# Jerry Hale's Rotary Engine



## Bernd (Sep 10, 2008)

I'm a subscriber of Model Engine Builder magazine. The recent issue has a very interesting engine that Jerry Hale designed. It is based on a Wankel engine but has what looks like 4 cylinders inside a ring and one spark plug. Bascially all four cylinders revolve inside the ring. They have a video of the engine running. A very sweet sounding engine. Here is the link The Hale Rotary. A must see video.

Regards,
Bernd


----------



## BobWarfield (Sep 10, 2008)

Wow, it really does run well. It's quite an intriguing design. Hale apparently was an engine designer professionally and this was a retirement project.

I'd hate to try to build it without CNC, but he did it all on manual machines.

========================================

WORK TO DO>
Extend the forum thread on Jerry Hale's rotary engine, picking up after its final sentence.

========================================

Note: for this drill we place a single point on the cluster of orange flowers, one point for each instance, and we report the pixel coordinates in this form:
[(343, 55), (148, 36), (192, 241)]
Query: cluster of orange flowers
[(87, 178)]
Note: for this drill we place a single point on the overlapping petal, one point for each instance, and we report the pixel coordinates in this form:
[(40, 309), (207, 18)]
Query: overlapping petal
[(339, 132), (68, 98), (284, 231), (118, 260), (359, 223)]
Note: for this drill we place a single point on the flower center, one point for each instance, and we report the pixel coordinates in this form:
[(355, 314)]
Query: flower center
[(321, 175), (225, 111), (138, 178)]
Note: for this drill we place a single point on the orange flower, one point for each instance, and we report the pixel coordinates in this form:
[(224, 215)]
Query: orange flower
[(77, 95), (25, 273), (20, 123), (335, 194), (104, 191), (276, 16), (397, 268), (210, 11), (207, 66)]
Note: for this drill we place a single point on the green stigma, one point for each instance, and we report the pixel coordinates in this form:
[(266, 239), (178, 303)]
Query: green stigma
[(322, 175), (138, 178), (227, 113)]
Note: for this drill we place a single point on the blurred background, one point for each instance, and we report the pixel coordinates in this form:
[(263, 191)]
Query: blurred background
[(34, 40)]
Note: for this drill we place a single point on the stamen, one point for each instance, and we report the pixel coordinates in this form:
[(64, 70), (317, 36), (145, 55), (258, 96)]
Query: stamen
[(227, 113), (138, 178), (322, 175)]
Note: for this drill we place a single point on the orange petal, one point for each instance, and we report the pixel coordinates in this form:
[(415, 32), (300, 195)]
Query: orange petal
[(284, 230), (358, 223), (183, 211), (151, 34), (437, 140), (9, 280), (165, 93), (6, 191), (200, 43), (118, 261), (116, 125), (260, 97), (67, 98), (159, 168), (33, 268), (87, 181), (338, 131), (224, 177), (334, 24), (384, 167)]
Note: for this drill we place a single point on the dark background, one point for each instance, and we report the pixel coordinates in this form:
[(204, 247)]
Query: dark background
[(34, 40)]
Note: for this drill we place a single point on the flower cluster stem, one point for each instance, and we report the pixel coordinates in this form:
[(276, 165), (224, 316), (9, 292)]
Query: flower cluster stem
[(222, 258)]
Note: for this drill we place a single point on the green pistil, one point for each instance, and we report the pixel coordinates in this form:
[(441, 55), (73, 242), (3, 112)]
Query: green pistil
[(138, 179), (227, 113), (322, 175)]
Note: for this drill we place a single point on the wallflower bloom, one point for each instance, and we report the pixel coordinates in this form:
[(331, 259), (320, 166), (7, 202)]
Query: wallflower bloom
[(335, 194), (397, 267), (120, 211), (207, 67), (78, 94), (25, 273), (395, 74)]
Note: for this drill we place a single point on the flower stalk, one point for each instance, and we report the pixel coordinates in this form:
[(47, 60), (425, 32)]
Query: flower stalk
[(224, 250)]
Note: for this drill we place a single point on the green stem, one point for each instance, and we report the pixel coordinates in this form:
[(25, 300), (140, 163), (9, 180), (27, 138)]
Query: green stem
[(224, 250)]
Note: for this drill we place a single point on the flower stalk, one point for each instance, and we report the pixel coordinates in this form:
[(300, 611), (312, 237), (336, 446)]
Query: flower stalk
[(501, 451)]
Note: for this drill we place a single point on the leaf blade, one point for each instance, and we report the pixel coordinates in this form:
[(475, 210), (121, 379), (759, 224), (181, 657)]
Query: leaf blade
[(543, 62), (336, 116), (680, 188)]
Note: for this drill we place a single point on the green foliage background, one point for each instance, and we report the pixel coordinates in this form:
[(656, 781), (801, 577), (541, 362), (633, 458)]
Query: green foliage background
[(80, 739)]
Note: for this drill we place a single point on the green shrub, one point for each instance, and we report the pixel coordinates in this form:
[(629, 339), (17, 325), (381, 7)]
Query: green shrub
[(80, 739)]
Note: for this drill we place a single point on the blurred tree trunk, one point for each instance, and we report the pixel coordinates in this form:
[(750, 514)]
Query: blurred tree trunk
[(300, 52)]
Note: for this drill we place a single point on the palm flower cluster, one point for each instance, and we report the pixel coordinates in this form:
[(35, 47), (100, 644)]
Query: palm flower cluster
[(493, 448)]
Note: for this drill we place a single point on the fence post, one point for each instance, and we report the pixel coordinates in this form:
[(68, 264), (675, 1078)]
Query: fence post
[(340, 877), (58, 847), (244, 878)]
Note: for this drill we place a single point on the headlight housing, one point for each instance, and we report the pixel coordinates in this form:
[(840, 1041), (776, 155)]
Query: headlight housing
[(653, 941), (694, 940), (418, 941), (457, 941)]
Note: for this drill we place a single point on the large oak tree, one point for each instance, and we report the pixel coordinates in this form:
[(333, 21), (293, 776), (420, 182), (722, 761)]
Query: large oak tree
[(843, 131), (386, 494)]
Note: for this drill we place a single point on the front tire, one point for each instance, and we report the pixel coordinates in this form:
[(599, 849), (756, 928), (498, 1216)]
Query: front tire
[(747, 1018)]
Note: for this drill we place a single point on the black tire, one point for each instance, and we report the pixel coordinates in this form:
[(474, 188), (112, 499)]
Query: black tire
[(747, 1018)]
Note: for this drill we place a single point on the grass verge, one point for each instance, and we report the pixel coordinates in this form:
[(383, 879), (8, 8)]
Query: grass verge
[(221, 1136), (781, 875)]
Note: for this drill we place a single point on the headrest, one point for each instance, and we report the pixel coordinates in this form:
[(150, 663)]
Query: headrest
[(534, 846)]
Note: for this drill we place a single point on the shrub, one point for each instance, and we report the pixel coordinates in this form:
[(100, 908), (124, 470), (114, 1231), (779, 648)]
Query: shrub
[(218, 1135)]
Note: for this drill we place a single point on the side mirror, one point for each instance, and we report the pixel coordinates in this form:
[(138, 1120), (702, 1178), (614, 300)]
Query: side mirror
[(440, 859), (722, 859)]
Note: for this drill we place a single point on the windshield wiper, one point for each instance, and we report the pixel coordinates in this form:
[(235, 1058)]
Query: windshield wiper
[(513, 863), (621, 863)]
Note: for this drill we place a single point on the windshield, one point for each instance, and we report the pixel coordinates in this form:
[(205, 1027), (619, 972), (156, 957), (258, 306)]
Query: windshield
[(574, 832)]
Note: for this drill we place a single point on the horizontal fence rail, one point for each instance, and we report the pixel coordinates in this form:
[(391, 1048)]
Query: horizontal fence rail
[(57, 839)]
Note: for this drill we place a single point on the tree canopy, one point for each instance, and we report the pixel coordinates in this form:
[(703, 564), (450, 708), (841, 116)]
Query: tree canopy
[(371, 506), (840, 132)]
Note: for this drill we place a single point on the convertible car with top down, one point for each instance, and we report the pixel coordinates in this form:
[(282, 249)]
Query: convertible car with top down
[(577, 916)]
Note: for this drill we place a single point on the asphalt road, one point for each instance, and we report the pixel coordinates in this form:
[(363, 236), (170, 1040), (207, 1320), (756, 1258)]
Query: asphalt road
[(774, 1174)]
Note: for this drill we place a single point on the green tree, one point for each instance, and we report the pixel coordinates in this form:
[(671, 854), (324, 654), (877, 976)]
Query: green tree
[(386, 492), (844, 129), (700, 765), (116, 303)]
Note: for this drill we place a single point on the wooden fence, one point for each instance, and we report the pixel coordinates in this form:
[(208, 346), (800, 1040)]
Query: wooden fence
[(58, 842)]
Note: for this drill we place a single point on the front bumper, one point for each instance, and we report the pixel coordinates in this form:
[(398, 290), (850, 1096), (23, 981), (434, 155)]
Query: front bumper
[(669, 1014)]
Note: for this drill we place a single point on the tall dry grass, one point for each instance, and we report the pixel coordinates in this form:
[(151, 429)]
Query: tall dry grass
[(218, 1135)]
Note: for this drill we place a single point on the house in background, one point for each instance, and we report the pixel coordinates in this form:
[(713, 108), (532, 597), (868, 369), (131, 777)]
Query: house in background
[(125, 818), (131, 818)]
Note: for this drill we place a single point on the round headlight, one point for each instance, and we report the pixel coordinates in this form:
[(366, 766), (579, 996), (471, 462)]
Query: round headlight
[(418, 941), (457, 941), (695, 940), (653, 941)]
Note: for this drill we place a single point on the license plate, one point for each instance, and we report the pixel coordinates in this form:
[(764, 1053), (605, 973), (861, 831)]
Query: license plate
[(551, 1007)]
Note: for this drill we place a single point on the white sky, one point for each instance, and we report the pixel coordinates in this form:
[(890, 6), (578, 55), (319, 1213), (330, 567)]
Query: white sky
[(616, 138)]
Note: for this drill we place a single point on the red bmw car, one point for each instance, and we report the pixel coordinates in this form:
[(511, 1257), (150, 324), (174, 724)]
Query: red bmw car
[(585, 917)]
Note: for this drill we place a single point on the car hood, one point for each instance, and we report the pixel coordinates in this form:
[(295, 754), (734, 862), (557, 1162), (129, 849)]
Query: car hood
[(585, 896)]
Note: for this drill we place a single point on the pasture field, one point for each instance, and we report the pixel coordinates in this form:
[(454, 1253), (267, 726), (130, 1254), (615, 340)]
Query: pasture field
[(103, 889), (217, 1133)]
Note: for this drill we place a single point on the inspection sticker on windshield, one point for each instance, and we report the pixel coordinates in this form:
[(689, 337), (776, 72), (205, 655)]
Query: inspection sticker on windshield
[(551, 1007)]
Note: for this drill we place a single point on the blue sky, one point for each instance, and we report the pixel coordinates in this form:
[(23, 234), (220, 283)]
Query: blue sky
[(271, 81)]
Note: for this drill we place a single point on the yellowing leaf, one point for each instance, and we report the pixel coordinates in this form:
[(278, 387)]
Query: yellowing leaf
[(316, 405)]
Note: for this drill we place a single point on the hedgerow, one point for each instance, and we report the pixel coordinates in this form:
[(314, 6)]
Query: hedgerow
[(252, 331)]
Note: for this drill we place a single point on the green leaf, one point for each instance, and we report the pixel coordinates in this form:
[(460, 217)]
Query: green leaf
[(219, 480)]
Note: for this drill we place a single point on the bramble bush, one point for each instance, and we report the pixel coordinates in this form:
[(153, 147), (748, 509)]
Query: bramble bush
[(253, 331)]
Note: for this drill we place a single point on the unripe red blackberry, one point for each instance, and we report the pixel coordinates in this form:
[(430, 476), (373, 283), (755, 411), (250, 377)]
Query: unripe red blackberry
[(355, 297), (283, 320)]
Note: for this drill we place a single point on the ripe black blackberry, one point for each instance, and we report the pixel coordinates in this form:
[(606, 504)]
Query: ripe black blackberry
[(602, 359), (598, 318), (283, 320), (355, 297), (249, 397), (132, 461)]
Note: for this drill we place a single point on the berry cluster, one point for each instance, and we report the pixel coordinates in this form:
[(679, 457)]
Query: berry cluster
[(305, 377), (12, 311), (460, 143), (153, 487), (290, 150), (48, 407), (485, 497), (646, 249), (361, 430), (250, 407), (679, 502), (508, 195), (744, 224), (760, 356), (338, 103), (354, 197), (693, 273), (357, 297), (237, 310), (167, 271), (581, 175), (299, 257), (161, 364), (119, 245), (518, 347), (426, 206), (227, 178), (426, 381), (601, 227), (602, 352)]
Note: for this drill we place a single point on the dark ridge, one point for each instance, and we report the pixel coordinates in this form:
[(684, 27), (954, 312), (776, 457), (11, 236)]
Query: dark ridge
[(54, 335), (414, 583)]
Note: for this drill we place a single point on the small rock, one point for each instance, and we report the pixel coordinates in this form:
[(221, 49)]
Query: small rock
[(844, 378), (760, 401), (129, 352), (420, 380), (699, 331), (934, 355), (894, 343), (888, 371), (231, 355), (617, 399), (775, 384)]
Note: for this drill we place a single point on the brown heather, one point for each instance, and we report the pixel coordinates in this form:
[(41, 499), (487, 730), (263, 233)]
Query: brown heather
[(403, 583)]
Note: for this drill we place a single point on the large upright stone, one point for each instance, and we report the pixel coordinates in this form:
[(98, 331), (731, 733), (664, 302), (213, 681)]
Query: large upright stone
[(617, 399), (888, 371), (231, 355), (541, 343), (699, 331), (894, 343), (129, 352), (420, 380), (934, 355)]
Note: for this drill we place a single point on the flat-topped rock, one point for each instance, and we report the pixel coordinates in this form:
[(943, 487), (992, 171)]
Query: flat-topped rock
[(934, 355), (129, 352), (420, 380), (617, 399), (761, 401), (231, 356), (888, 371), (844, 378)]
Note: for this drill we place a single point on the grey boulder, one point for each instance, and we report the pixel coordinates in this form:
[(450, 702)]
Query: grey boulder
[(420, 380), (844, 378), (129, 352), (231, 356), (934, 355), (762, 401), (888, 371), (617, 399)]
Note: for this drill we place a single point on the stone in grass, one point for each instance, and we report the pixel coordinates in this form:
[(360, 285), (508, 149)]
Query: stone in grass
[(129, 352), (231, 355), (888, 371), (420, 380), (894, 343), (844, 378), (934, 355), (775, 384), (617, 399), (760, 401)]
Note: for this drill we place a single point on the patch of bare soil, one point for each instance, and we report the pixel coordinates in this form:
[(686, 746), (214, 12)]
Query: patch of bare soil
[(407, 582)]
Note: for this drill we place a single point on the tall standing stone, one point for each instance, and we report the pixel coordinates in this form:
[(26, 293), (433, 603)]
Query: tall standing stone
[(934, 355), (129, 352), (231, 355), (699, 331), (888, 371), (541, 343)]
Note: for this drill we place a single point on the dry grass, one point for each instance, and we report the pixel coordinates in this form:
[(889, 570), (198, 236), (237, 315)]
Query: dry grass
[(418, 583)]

========================================

RESULT OF THIS EXERCISE>
Best,

BW


----------



## Bogstandard (Sep 11, 2008)

I remember when Jerry Hale first built it,

http://www.floridaame.org/GalleryPages/g1m0075.htm

It seems to have made a bit of a resurrection

It has a bit of a feature in Model Engine News.

http://modelenginenews.org/index.html

Go down the page a bit

John


----------



## Bernd (Sep 11, 2008)

I see it's been around for a while, since 2002.  

First I've seen of it was in MEB. Still, impressive to hear it run.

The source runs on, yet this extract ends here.